----- Supplied records -----

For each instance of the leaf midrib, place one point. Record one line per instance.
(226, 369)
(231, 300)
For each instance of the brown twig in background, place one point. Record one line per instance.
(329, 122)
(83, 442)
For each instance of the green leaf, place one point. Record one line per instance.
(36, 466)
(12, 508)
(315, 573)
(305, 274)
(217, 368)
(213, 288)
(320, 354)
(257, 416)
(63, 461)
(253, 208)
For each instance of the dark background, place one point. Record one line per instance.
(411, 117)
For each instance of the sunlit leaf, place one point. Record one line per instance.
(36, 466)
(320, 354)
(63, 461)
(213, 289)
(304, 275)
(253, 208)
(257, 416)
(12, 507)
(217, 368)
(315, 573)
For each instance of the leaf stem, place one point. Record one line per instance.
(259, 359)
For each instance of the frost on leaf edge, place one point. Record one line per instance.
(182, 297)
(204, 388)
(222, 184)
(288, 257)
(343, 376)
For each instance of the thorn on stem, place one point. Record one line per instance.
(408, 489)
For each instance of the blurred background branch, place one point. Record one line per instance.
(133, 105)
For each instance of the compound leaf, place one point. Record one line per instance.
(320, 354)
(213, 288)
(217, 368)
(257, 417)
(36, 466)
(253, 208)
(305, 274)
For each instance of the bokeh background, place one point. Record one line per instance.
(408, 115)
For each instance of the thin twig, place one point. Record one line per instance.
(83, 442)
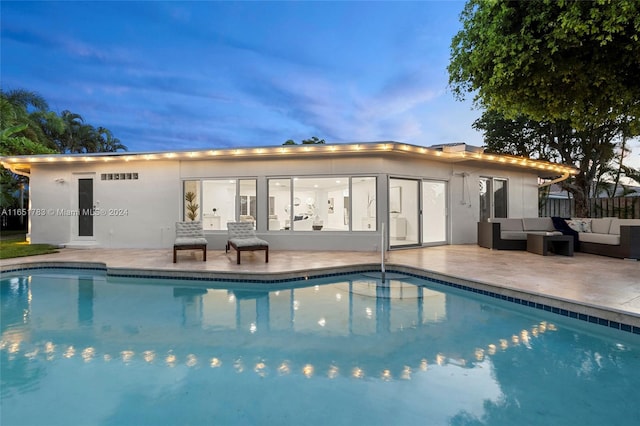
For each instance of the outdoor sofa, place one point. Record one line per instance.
(603, 236)
(242, 237)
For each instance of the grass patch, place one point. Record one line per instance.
(14, 245)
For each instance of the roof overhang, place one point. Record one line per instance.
(473, 157)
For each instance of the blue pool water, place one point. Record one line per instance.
(81, 348)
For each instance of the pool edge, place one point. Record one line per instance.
(608, 317)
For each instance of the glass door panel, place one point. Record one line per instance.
(434, 212)
(404, 208)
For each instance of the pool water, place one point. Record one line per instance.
(81, 348)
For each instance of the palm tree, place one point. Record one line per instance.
(107, 142)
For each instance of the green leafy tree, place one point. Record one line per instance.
(559, 75)
(550, 59)
(596, 152)
(28, 127)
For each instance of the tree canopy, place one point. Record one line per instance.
(550, 59)
(29, 127)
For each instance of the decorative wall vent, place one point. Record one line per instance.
(119, 176)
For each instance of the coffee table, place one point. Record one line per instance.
(544, 244)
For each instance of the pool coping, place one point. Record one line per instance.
(608, 317)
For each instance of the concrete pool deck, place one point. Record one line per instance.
(594, 285)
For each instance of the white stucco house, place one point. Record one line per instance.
(299, 197)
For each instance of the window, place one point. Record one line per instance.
(279, 204)
(228, 200)
(191, 200)
(364, 204)
(321, 204)
(493, 198)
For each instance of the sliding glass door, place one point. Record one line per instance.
(417, 212)
(434, 212)
(404, 212)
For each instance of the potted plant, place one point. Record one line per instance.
(192, 208)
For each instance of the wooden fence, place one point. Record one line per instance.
(622, 207)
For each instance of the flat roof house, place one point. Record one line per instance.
(298, 197)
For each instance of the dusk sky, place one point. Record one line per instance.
(183, 75)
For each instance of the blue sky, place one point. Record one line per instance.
(183, 75)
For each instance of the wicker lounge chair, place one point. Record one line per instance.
(242, 237)
(189, 236)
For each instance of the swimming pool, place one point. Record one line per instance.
(80, 347)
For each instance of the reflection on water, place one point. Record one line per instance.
(350, 350)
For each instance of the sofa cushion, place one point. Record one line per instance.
(190, 241)
(591, 237)
(615, 224)
(249, 242)
(508, 224)
(538, 224)
(601, 225)
(580, 225)
(513, 235)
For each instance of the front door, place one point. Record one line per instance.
(85, 207)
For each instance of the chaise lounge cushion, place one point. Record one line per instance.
(593, 237)
(615, 224)
(189, 236)
(538, 224)
(189, 233)
(249, 242)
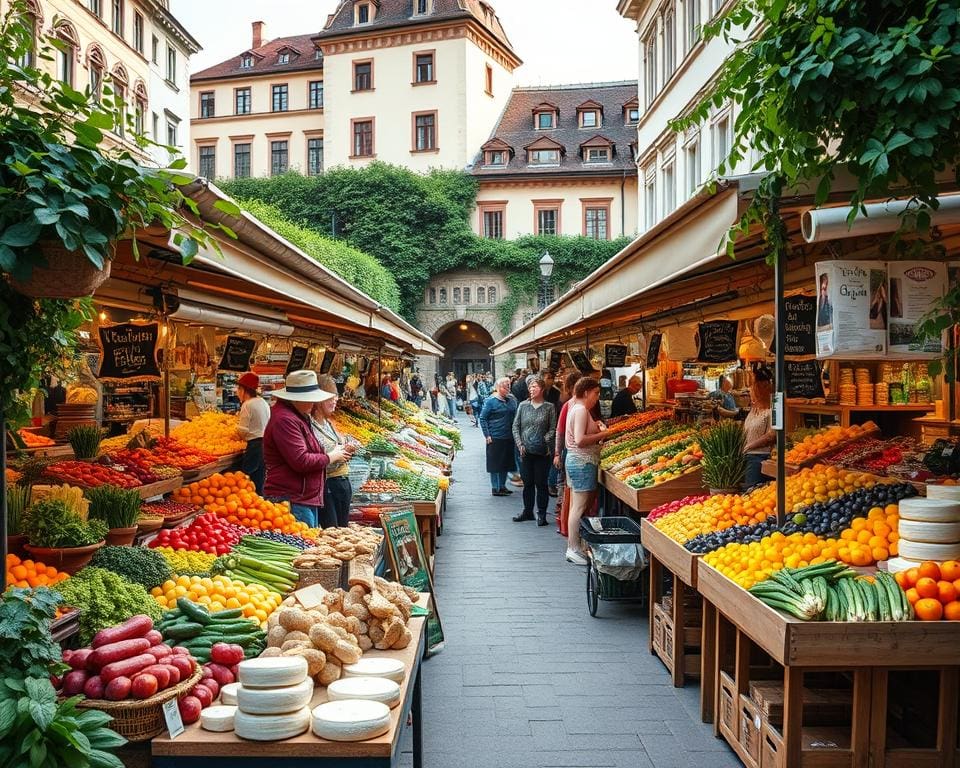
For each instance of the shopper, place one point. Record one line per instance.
(759, 436)
(496, 423)
(623, 402)
(254, 416)
(337, 490)
(296, 462)
(534, 432)
(582, 439)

-----

Omit the pictures and set down the records exactly.

For each instance of the leaf midrib, place one point. Record one line per instance.
(226, 369)
(231, 300)
For each instance of the brown twig in background, place one point. Record one line per instance.
(329, 122)
(83, 442)
For each instance of the green leaf, place one point. Record one line per instance.
(36, 466)
(12, 508)
(315, 573)
(305, 274)
(217, 368)
(213, 288)
(320, 354)
(257, 416)
(63, 461)
(253, 208)
For each instance of the dark background, place one point. Record one line per instance.
(411, 117)
For each instance of the sunlit leaf, place one point. Record one line per instance.
(36, 466)
(320, 354)
(63, 461)
(213, 289)
(304, 275)
(253, 208)
(257, 416)
(12, 507)
(217, 368)
(315, 573)
For each instance of the leaf stem, place one point. Record one line per instance.
(259, 359)
For each instance of the frost on leaf edge, place one point. Record one line per instance.
(182, 297)
(204, 388)
(222, 184)
(288, 257)
(343, 376)
For each instance of the thorn on stem, place one point. Record one line per instance.
(408, 489)
For each instance of the blurred background branch, place one point. Record one line per instance.
(133, 105)
For each instance of the compound leaf, place one point. Record one line per instance.
(320, 354)
(213, 288)
(217, 368)
(257, 417)
(36, 466)
(253, 208)
(305, 274)
For each instance of the bokeh background, place one point. Record one line per instance.
(408, 115)
For each instance of the thin twig, place one point. Record one line per instance.
(83, 442)
For each instance of the outdoor sofa, place one point. Record one line per instance.
(603, 236)
(242, 237)
For each instance of the grass patch, place one point. Record one line per instance.
(14, 245)
For each instance of the roof overhang, place one point. Record one line per instance.
(473, 157)
For each instance of the blue pool water, place one point. Record one line per instance.
(81, 348)
For each instance of the pool edge, place one point. Record one line per instance.
(608, 317)
For each instance of the glass door panel, place one point. Record one line per instance.
(434, 212)
(404, 208)
For each instance of the pool water, place one point. Record one line per instance.
(81, 348)
For each instance of the palm tree, place one point. Record one line per instance.
(107, 142)
For each instance of the green leafy tree, place one point. Record one line per instance.
(559, 75)
(550, 59)
(596, 152)
(28, 127)
For each instance of the tree canopy, place one point. Record one line per instance.
(550, 59)
(29, 127)
For each instance of the decorative wall vent, place one point. Record one line per instance.
(119, 176)
For each instance of the coffee table, place one point. Record one line per instance.
(544, 244)
For each instance of the pool coping, place one point. Record one line per instance.
(608, 317)
For each instance of the concrete pool deck, place one point. Record one line per instance.
(594, 285)
For each instance of the white stucco house, place one point. Record one line per instance.
(299, 197)
For each instance of the window, place one point. Record one line per instance.
(279, 204)
(228, 200)
(191, 200)
(364, 204)
(321, 204)
(493, 198)
For each instance of the sliding glass door, place one point. Record one line per instance.
(417, 212)
(434, 212)
(404, 212)
For each instance of the potted plant, place one point. Record one line per instance.
(192, 208)
For each instance of the wooden fence, place one point. Record one line per instance.
(622, 207)
For each instance of the flat roof house, place one point. Record one line per instance.
(298, 197)
For each instance of the dusk sky, place one point. Record one line per instance.
(183, 75)
For each instance of the blue sky, place one point. Record one line per instance.
(183, 75)
For each instance of the wicker lounge chair, place one point. Record one line per instance.
(242, 237)
(189, 236)
For each instance of the swimming pool, place one point. Record one line per instance.
(80, 347)
For each instance of the reflection on water, place one point. Record one line per instance.
(350, 350)
For each instance of the sofa cushion, place one point. Record one line per instance.
(190, 241)
(591, 237)
(615, 224)
(249, 242)
(508, 224)
(538, 224)
(601, 225)
(580, 225)
(513, 235)
For each instance of the front door, place one point. Record one line per instance.
(85, 207)
For each instance of the chaise lounge cushion, place one point. Record one line per instance.
(593, 237)
(615, 224)
(189, 236)
(538, 224)
(189, 233)
(249, 242)
For each instance of the shopper, place one point. Record one line per instance.
(759, 436)
(496, 423)
(623, 402)
(254, 416)
(337, 490)
(296, 462)
(534, 432)
(582, 439)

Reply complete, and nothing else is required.